* Begin *

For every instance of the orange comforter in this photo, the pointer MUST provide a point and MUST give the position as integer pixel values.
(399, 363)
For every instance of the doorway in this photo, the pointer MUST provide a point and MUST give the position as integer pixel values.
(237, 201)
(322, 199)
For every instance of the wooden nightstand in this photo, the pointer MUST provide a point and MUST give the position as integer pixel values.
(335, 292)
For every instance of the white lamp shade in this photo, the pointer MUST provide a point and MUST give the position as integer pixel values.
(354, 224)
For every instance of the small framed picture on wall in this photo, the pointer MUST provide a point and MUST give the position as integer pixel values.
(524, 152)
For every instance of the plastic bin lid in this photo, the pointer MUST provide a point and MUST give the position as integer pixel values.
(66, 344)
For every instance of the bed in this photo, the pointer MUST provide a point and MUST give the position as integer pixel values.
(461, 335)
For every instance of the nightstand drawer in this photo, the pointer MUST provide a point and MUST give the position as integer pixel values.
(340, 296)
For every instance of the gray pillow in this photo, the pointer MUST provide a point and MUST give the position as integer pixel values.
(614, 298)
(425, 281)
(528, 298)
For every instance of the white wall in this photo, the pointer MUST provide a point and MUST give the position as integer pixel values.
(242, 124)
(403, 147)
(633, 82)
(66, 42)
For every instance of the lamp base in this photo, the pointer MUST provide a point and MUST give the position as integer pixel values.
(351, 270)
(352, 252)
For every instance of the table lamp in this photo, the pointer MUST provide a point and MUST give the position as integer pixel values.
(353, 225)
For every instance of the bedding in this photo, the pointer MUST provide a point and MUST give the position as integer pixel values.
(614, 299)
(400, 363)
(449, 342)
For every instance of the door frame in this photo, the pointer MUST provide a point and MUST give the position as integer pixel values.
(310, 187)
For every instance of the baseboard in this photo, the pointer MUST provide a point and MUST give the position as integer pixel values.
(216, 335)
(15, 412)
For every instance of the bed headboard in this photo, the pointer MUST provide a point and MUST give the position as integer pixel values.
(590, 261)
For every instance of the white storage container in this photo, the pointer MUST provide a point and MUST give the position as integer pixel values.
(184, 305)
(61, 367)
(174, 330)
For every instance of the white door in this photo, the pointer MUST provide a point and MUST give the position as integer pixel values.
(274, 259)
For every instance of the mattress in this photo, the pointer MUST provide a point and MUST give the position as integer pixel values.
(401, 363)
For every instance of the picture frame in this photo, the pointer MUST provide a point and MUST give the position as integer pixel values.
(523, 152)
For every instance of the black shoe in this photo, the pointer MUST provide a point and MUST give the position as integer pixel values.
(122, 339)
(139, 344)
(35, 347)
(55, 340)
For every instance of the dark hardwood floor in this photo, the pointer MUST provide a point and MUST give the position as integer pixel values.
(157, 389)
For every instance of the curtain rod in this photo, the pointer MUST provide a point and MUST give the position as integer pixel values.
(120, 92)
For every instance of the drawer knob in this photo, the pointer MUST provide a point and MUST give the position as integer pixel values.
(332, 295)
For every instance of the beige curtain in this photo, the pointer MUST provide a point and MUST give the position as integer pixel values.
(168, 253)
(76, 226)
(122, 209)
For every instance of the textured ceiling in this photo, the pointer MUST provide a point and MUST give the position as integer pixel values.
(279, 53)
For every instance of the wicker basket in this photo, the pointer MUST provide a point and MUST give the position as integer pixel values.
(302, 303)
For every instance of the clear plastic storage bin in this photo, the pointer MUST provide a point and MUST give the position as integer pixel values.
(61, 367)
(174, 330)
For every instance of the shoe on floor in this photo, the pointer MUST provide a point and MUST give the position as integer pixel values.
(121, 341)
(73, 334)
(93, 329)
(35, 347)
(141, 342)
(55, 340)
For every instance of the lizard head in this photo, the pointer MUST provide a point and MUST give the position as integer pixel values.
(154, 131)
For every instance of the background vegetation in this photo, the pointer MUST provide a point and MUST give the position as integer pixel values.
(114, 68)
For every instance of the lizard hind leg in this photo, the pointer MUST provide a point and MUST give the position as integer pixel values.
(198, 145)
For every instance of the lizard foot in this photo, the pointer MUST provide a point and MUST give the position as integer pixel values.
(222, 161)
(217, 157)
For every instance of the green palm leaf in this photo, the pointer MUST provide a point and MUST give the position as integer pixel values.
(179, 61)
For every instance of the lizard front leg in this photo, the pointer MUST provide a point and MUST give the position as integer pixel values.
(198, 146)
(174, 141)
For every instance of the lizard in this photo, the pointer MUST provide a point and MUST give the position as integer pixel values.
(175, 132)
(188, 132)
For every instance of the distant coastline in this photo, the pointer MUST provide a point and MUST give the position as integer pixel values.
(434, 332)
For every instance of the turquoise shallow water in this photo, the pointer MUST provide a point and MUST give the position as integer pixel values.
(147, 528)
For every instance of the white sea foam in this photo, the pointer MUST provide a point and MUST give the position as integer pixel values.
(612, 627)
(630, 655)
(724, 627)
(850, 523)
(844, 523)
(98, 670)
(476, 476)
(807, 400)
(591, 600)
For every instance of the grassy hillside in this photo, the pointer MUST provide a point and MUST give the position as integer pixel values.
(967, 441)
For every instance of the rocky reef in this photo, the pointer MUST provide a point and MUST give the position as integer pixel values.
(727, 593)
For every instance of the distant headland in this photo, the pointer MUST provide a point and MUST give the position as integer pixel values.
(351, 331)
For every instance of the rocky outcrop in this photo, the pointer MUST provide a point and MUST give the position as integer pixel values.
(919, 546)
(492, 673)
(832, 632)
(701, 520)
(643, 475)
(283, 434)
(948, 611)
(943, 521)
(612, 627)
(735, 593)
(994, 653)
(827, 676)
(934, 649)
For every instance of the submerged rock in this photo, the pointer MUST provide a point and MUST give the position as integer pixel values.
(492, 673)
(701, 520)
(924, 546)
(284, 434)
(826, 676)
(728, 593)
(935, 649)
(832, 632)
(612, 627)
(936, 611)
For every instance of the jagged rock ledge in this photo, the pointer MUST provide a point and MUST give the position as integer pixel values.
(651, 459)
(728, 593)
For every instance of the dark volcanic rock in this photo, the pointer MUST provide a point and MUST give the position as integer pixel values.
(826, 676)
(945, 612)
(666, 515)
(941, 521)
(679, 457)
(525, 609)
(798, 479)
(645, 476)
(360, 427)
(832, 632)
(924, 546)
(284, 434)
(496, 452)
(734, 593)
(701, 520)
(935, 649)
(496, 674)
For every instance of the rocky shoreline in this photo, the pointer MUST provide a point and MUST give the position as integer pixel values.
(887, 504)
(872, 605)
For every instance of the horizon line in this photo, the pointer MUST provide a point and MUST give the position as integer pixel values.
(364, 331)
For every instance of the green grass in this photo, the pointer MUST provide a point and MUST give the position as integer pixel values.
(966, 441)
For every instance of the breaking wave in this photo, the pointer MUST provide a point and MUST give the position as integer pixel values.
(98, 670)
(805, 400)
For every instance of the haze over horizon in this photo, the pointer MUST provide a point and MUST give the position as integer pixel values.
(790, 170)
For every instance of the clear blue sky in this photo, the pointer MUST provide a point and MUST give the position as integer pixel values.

* End *

(Exercise) Quote all of the records above word for word, keeping every line in its original order.

(Complete answer)
For every instance of the orange comforter in this photo, the pointer MUST provide a point and MUST give the position as integer pixel values.
(399, 363)
For every instance of the doorway in this photo, the pointer MUST provide a point and MUST give the position as integer pixel values.
(237, 201)
(322, 199)
For every instance of the wooden nightstand in this photo, the pointer MUST provide a point and MUST give the position as integer pixel values.
(335, 292)
For every instance of the white lamp shade in this photo, the pointer MUST provide a point and MUST give the position as integer pixel values.
(354, 224)
For every instance of the small framed picture on wall in this photo, the pointer MUST provide a point and MUST give the position as integer pixel values.
(524, 152)
For every instance of the plastic bin lid in this photo, the pointer MUST provide a point and MUST give the position as integer pixel values.
(66, 344)
For every instance of the bed in this photo, the pointer MUST provide a point and MUST give the position as integer pixel values.
(461, 335)
For every instance of the nightstand drawer in this photo, the pointer MUST provide a point and MUST give the position as integer pixel values.
(340, 296)
For every instance of the gray pillow in this photo, the pointer MUST provide a point and MUST give the position as integer pixel values.
(614, 298)
(425, 281)
(528, 298)
For every instance of the white wall in this photo, the pointer MUST provide a point and MUST give the position as integer pixel values.
(242, 124)
(403, 147)
(633, 82)
(66, 42)
For every instance of the lamp base in this photo, the pointer MUST provide a point and MUST give the position as integer pixel values.
(351, 270)
(352, 252)
For every instance of the table lamp in this photo, the pointer MUST provide a point and MUST give the position as integer pixel values.
(353, 225)
For every instance of the bedding in this photo, the pointer MUST provide a point and MUST give the position as integer pixel values.
(614, 299)
(400, 363)
(449, 342)
For every instance of the door frame in this photo, the pointer MUST provide a point and MUST give the position as integer pixel values.
(310, 187)
For every instance of the baseboard in this photo, the pointer MUST provide a point and MUST give the position as integer pixel values.
(216, 335)
(15, 412)
For every instance of the bed headboard in this photo, the pointer MUST provide a point and MUST give the position as integer pixel values.
(590, 261)
For every instance of the white storage container in this photo, the pointer MUST provide a point and MUST give the position as integer pixel values.
(184, 305)
(61, 367)
(174, 330)
For every instance of the white door in this photo, the pointer MUST provide a point and MUST give the position as integer pixel values.
(274, 259)
For every instance of the mattress in this photo, the pointer MUST provide a point and MUST give the position as integer pixel values.
(401, 363)
For every instance of the picture frame in this photo, the pointer MUST provide a point and MUST give the position as integer pixel values.
(523, 152)
For every instance of the black shoe in this photo, the pointer MUST provide a point and MUST give the position as integer pixel values.
(122, 339)
(139, 344)
(35, 347)
(55, 340)
For every instance of the dark hardwood floor in this photo, the pointer MUST provide a point and MUST give the position as integer pixel values.
(157, 389)
For every instance of the curtain rod in this photo, the pointer MUST provide a point and MUST give the position as integer pixel values.
(120, 92)
For every instance of the drawer knob in this photo, the pointer MUST provide a point and MUST give the position as integer pixel values.
(332, 295)
For every instance of the beige curtain in this photo, the pointer MUST provide a point and MUST give the position as integer pixel values.
(168, 253)
(76, 226)
(122, 209)
For every instance of the textured ceiling in this photo, the pointer MUST provide a point and MUST give the position as integer pixel values.
(279, 53)
For every instance of the wicker basket in this photo, the pointer MUST provide a point and MUST give the position as integer pixel values.
(302, 303)
For every instance of the clear plastic storage bin in this photo, the pointer MUST provide a point and MUST give the position as integer pixel values.
(61, 367)
(174, 330)
For every instance of the shoe on floor in this photo, the pointer MUST provide a point and MUST give the position as integer pixel values.
(121, 341)
(73, 334)
(93, 329)
(35, 347)
(141, 342)
(55, 340)
For every instance of the lizard head in this photo, the pointer MUST provide a point and MUST give the position as integer pixel values.
(154, 131)
For every instance of the background vegetation in this photo, the pointer MUST provide a point and MUST give the position as integer pixel values.
(114, 68)
For every instance of the lizard hind leg in this photo, the pointer MUST provide a point and MUST give the position as integer pixel values.
(198, 145)
For every instance of the lizard foot in this photo, the pointer MUST provide a point and MUST give the position as integer pixel values.
(222, 161)
(217, 157)
For every instance of the green palm leaf in this photo, the pointer MUST provide a point and MUST give the position as integer pixel values.
(179, 61)
For every instance of the lizard front leg in this photo, the pointer MUST provide a point and MUST give the position as integer pixel values.
(198, 146)
(174, 141)
For every instance of the lizard in this photo, the pointer MUST provide a point and MUST give the position as integer pixel values.
(175, 132)
(188, 132)
For every instance of the distant coastline in this photo, the pointer MUST provide a point and MUST give the position as integer pixel values.
(434, 332)
For every instance of the turquoise shallow water in this photo, the pointer MUST provide a point and MUST give the position as integer pixel values.
(147, 528)
For every instance of the white sea foam in this photo, the pointer MUST provide a point and MUST give the position as integer pixel values.
(612, 627)
(630, 655)
(724, 627)
(850, 523)
(844, 523)
(98, 670)
(476, 476)
(807, 400)
(591, 600)
For every instance of the grassy hillside in this photo, the pointer MUST provide a point and MUST give the position as integer pixel values.
(967, 441)
For every instance of the rocky reef in this photo, the pointer MUST provide a point and MUST give the position as integer pixel values.
(727, 593)
For every instance of the distant headland in this photo, the pointer MUST provide a point and MUST give the position as integer pixel values.
(351, 331)
For every instance of the rocky outcrop in this photo, the pointer MUST provide a point and MUST give the position as integer pixel values.
(919, 546)
(492, 673)
(832, 632)
(701, 520)
(643, 475)
(283, 434)
(948, 611)
(943, 521)
(612, 627)
(735, 593)
(994, 653)
(827, 676)
(934, 649)
For every instance of the submerged rock in this photo, the pointer MUST provide a point and MUST give the position as integer pixel values.
(492, 673)
(701, 520)
(924, 546)
(284, 434)
(826, 676)
(728, 593)
(935, 649)
(832, 632)
(612, 627)
(936, 611)
For every instance of the jagged rock ledge in this photo, the pointer MUST provide a point and MUST give the position as integer pixel values.
(651, 459)
(728, 593)
For every instance of the dark volcanic rock in this photo, the pointer MUST provide a point and MUST give the position as integer pixel values.
(826, 676)
(945, 612)
(666, 515)
(941, 521)
(679, 457)
(525, 609)
(798, 479)
(645, 476)
(360, 427)
(832, 632)
(924, 546)
(284, 434)
(496, 452)
(734, 593)
(701, 520)
(935, 649)
(496, 674)
For every instance of the rocky shoreline in this photo, the pointer MUST provide a point and MUST give the position as integer pixel values.
(887, 504)
(872, 605)
For every instance of the horizon line in this photo, the pointer MUST provide a point and MUST give the position as integer pixel values.
(364, 331)
For every instance of the green grass in this photo, the pointer MUST provide a point and MUST give the position as integer pixel values.
(966, 441)
For every instance of the breaking wave in this photo, the pointer MUST provide a point and MUST give the position as integer pixel values.
(98, 670)
(805, 400)
For every instance of the haze over horizon in this photo, the pointer MUST provide a point and MUST give the position as integer pixel values.
(790, 170)
For every instance of the clear blue sky in this photo, the pointer MUST provide a point and MUST give the position as integer pixel values.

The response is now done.